**SHORT TASK 1**
Retype the part of the IntMath newsletter that runs from "For example, I" up to and including "expansion of 2/π.".

**ARTICLE**
--- begin ---
By Murray Bourne, 08 Apr 2015

8 Apr 2015

1. IntMath is 10 years old
2. Hyperbolic discounting
3. Resources
4. Math puzzles
5. Final thought - Teaching, by LKY

## 1. IntMath is 10 years old

When I started IntMath.com in April 2005 (it was in various forms before that), I was motivated by a desire to see more technological approaches in the teaching and learning of mathematics. Many students see math as calculation drudgery, however it can be - and should be - much more interesting and useful than that. At first, I used Flash and LiveMath to develop interactive math applets, but both of those technologies have gone the way of the dodo, and now I'm developing in javascriopt only.

Thank you to all my loyal readers through the years, and I hope everyone will enjoy the ride as much as I am!

## 2. Hyperbolic and exponential discounting There's some interesting mathematics behind hyperbolic discounting, a behavioral finance concept. Here's how it compares to exponential discounting. Hyperbolic and exponential discounting

## 3. Resources

Here are some interesting things I've come across recently.

### (a) Inverse Symbolic Calculator

This Inverse Symbolic Calculator is like a search engine for numbers with long decimal representations. It will give you a likely source for the number.

For example, I entered this decimal:

0.63661977236758134307553505349005744813783858296182

The calculator correctly identified this to be the expansion of 2/π.

This can be useful (for example) if you can calculate a value numerically, but need to know the function (or likely functions) that are behind the number.

### (b) GraphFree

Here's a versatile online grapher: GraphFree. You can produce implicit, polar, parametric, piecewise, slope field and x-y scatter, as well as ordinary explicit function graphs. Output is given as an image, which you can copy and paste to your own document.
--- end ---
**INPUT DATA**
--- begin ---
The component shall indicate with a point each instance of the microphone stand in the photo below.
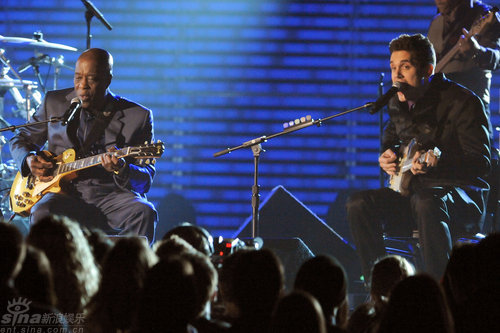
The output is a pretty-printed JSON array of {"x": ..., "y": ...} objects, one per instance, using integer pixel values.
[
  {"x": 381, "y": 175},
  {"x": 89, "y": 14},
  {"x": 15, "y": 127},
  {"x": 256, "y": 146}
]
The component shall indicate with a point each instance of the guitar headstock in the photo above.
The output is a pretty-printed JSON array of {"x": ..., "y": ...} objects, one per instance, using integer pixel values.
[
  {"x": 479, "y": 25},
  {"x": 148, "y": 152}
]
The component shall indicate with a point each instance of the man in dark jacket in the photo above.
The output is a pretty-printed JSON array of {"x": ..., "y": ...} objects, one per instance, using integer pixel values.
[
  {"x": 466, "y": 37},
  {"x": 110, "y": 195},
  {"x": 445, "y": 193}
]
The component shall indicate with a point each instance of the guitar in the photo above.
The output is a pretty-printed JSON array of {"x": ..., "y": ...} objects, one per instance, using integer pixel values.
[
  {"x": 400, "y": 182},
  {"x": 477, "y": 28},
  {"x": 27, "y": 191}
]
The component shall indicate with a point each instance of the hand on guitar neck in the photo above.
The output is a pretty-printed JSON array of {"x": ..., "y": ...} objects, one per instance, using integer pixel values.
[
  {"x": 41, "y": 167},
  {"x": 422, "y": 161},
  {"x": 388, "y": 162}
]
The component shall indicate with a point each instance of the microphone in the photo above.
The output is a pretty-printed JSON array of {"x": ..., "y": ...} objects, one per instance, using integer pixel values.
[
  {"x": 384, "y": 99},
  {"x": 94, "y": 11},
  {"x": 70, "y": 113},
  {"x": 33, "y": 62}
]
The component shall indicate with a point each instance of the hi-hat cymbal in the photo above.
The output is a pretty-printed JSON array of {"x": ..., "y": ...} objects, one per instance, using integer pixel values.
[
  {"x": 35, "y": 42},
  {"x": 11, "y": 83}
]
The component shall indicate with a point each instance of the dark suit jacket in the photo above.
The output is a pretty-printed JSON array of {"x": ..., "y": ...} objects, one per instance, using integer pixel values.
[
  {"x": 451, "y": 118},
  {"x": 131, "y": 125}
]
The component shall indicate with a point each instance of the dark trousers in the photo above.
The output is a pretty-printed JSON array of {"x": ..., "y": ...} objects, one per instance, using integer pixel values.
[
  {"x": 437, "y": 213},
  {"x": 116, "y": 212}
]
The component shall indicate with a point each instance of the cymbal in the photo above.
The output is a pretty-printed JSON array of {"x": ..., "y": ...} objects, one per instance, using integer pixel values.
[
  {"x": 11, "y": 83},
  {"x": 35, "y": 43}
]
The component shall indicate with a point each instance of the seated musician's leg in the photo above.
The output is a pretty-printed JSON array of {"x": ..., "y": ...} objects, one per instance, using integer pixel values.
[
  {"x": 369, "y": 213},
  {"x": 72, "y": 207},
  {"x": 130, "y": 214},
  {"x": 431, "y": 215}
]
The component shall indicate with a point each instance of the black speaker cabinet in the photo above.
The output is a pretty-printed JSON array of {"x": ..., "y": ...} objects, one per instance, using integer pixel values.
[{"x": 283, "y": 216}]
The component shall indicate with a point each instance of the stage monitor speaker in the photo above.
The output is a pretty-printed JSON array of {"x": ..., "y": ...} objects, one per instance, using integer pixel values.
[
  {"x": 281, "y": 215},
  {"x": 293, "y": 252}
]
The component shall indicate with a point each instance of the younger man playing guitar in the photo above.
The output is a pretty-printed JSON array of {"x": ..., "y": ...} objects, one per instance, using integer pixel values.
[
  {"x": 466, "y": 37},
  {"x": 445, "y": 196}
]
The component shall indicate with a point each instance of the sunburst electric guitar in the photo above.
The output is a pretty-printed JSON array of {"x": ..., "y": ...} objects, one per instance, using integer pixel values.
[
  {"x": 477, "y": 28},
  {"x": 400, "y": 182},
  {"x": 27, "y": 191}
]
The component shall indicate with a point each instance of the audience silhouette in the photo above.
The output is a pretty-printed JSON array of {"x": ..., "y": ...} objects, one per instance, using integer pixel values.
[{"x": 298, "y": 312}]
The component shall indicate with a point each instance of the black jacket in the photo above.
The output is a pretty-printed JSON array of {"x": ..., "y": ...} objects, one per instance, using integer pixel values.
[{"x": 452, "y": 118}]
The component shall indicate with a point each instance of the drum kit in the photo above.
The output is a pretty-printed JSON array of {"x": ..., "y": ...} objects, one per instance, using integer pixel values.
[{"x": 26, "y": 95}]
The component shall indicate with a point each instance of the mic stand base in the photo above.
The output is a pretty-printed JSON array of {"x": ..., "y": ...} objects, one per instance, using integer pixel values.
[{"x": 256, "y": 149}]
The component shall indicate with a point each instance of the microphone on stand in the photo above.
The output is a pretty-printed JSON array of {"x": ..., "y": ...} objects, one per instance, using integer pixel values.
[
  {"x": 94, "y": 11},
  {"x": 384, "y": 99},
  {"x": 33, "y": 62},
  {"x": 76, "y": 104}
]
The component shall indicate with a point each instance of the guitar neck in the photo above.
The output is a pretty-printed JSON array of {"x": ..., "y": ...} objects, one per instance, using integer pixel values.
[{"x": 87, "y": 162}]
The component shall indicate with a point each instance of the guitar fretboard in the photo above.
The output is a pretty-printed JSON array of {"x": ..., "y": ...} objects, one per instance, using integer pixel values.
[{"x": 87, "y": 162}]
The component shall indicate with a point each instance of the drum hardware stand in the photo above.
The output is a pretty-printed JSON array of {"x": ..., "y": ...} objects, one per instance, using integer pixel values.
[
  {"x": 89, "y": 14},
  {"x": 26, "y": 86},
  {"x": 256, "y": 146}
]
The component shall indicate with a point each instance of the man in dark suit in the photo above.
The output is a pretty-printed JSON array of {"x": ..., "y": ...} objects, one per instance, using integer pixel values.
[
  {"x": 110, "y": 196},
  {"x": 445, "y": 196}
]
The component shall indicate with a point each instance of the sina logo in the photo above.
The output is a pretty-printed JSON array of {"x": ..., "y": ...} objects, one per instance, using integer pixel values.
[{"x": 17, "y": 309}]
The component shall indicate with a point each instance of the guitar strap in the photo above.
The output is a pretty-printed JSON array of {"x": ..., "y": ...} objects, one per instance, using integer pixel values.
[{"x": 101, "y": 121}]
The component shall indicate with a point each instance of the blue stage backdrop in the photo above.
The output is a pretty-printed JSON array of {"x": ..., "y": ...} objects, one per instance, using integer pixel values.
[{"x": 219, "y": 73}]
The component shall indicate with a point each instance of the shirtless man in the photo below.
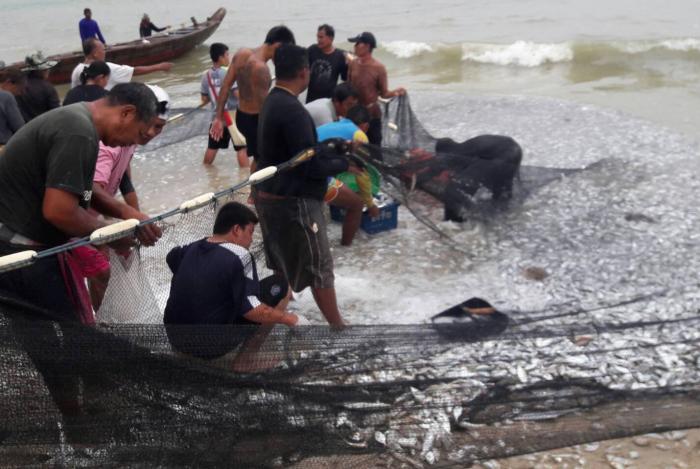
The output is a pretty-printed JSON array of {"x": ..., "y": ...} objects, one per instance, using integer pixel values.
--- end ---
--- begin ---
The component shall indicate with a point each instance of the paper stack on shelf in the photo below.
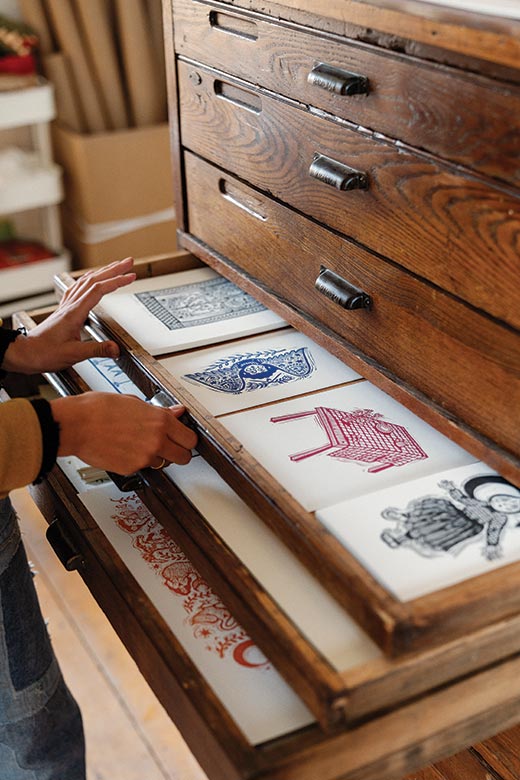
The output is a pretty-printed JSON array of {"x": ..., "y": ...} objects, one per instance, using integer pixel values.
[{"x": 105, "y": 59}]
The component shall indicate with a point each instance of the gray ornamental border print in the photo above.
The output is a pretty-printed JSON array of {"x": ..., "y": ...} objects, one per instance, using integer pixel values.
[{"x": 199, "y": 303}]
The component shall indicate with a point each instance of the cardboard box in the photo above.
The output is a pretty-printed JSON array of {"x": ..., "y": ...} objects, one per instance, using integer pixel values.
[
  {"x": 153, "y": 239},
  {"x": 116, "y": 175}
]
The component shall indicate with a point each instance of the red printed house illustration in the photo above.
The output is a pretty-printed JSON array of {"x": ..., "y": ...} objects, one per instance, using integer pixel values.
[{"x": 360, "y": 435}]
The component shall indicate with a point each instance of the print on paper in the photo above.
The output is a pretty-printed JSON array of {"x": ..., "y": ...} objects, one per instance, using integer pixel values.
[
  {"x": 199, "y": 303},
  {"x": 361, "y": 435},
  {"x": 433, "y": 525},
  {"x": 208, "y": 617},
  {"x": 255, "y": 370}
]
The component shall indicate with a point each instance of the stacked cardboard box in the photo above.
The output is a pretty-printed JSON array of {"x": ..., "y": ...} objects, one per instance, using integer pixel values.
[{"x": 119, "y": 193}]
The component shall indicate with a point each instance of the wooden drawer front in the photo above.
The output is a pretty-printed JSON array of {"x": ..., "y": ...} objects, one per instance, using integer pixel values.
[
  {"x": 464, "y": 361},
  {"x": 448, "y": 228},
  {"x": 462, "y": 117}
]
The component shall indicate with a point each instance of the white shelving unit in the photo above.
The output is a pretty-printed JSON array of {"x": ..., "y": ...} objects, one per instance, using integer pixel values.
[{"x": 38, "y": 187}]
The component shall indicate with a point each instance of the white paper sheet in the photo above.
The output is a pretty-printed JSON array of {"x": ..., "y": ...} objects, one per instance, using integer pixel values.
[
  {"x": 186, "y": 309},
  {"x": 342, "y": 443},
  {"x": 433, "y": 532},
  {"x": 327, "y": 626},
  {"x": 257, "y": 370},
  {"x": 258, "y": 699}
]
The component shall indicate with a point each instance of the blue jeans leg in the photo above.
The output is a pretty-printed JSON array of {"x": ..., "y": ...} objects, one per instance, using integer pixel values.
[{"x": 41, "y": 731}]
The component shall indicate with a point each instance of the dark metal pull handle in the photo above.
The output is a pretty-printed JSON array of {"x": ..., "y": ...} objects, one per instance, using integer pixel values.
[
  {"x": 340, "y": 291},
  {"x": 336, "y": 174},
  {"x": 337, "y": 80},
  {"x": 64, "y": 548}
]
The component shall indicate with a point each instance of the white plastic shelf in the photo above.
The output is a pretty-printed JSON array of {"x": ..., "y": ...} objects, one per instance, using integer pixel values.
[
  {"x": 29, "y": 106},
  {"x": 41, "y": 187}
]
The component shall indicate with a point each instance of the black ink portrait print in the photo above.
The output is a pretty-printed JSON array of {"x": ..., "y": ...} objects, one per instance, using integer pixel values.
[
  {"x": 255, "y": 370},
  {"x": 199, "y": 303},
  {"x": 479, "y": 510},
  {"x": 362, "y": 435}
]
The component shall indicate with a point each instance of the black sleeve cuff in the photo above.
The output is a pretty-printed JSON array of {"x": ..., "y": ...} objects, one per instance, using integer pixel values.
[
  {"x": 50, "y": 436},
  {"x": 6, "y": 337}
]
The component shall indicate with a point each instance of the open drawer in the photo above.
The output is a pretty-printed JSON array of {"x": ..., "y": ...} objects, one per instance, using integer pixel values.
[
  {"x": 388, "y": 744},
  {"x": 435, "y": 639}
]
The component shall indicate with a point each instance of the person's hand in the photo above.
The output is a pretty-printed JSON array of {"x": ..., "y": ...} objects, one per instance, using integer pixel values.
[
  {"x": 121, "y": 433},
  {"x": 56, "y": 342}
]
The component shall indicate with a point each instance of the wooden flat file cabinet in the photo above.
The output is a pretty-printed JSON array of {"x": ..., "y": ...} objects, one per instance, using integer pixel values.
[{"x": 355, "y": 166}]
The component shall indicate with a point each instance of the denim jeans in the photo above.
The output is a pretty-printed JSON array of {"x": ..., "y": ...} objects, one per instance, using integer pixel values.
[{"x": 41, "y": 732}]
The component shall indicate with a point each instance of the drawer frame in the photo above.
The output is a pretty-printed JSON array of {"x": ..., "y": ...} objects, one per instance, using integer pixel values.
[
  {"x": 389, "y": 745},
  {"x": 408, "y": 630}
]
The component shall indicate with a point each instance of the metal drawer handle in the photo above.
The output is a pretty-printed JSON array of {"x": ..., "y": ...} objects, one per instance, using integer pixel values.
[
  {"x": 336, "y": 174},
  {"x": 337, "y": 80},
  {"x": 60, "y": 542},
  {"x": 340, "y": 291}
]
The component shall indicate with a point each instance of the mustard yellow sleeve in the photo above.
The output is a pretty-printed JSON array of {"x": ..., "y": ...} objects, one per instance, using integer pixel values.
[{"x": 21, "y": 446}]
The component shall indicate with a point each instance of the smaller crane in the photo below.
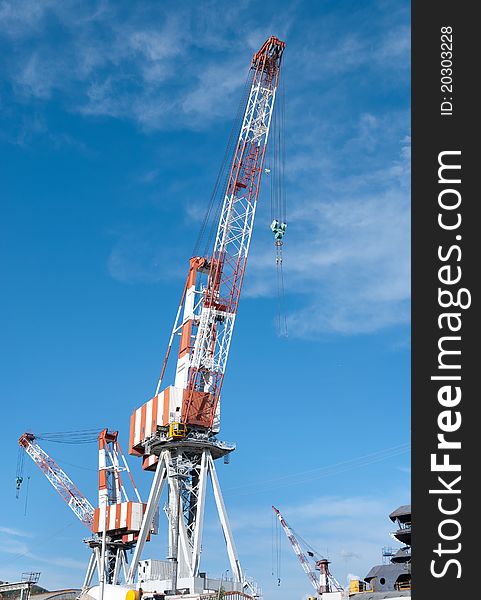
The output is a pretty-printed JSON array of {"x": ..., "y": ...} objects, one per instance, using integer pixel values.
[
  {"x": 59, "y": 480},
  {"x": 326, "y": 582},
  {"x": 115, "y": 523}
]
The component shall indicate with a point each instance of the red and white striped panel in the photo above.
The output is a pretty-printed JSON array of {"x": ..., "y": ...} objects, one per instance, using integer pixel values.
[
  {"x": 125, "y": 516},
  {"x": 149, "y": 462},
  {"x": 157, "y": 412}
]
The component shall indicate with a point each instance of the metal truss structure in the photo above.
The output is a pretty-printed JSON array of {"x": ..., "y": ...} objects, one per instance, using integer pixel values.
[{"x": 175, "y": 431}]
--- end ---
**SHORT TASK 2**
Collect every line in the records that contains the word "white".

**WRITTEN SOLUTION 1**
For example, I entered this decimal:

0.63661977236758134307553505349005744813783858296182

The calculator correctly identified this to be the expansion of 2/π.

**WRITTEN SOLUTION 2**
The component shall indicate with a point each instance of the white shelving unit in the photo above.
The component shall indicate with a point each instance of the white paper sheet in the photo above.
The component shall indicate with a point each instance of the white plastic shelf in the photo above.
The component shall indicate with a point each instance of the red and white striped panel in the photo above.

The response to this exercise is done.